— Start of Document —
So, if the arrays always store reference, would that be slower to operating them in Julia than that in C++ when arrays stored by themselves?

Can I understand that the mutable structs are stored as pointers and the immutable ones are stored as themselves?

Depending on what you do. Storing the value is not necessarily more efficient. FWIW, this is the whole reason you need to worry about copying in C++… Also, storing by reference does not mean storing the pointer.

No. The isbits eltype (or field type) are. This has nothing to do with the value, only the declared field type.

1 Like

Hum… Seems I have a lot to learn. I just thought the pointer is reference. What’s their difference BTW? Or where can I study these knowledge? In fact I’m not major in computer science or programming.

By your indicate. I tested the real operating function:

function Operate(objs::Vector{T}) where {T <: SuperType}
    for obj in objs
        obj.a += 1
    end
end

The results are are significant:

@benchmark Operate(abs)
BenchmarkTools.Trial: 
  memory estimate:  54.69 KiB
  allocs estimate:  3500
  --------------
  minimum time:     105.313 μs (0.00% GC)
  median time:      109.868 μs (0.00% GC)
  mean time:        262.076 μs (10.10% GC)
  maximum time:     162.335 ms (99.92% GC)
  --------------
  samples:          10000
  evals/sample:     1

and

@benchmark Operate(as)
BenchmarkTools.Trial: 
  memory estimate:  0 bytes
  allocs estimate:  0
  --------------
  minimum time:     1.145 μs (0.00% GC)
  median time:      1.228 μs (0.00% GC)
  mean time:        2.595 μs (0.00% GC)
  maximum time:     1.403 ms (0.00% GC)
  --------------
  samples:          10000
  evals/sample:     10

Reference here just means it is refering to the object, not in the C++ reference sense.

Pointer is a more unambiguous low level concept. C++ reference are implemented as pointers.

1 Like
— End of Document —
**Work to be completed**
Copy the thread again, beginning at the words "Depending on what" and stopping after "declared field type.", and swap "field type" for "member type" throughout that span. The material after this thread is separate from it and stands on its own.
— Start of Dataset extract —
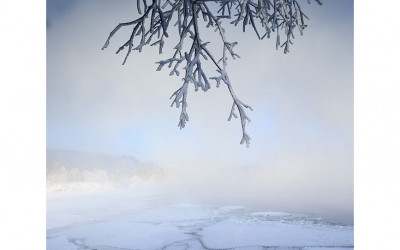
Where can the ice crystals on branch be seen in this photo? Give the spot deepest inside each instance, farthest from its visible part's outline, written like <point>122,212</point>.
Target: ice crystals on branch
<point>263,16</point>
— End of Dataset extract —
**Solution to this task**
Depending on what you do. Storing the value is not necessarily more efficient. FWIW, this is the whole reason you need to worry about copying in C++… Also, storing by reference does not mean storing the pointer.

No. The isbits eltype (or member type) are. This has nothing to do with the value, only the declared member type.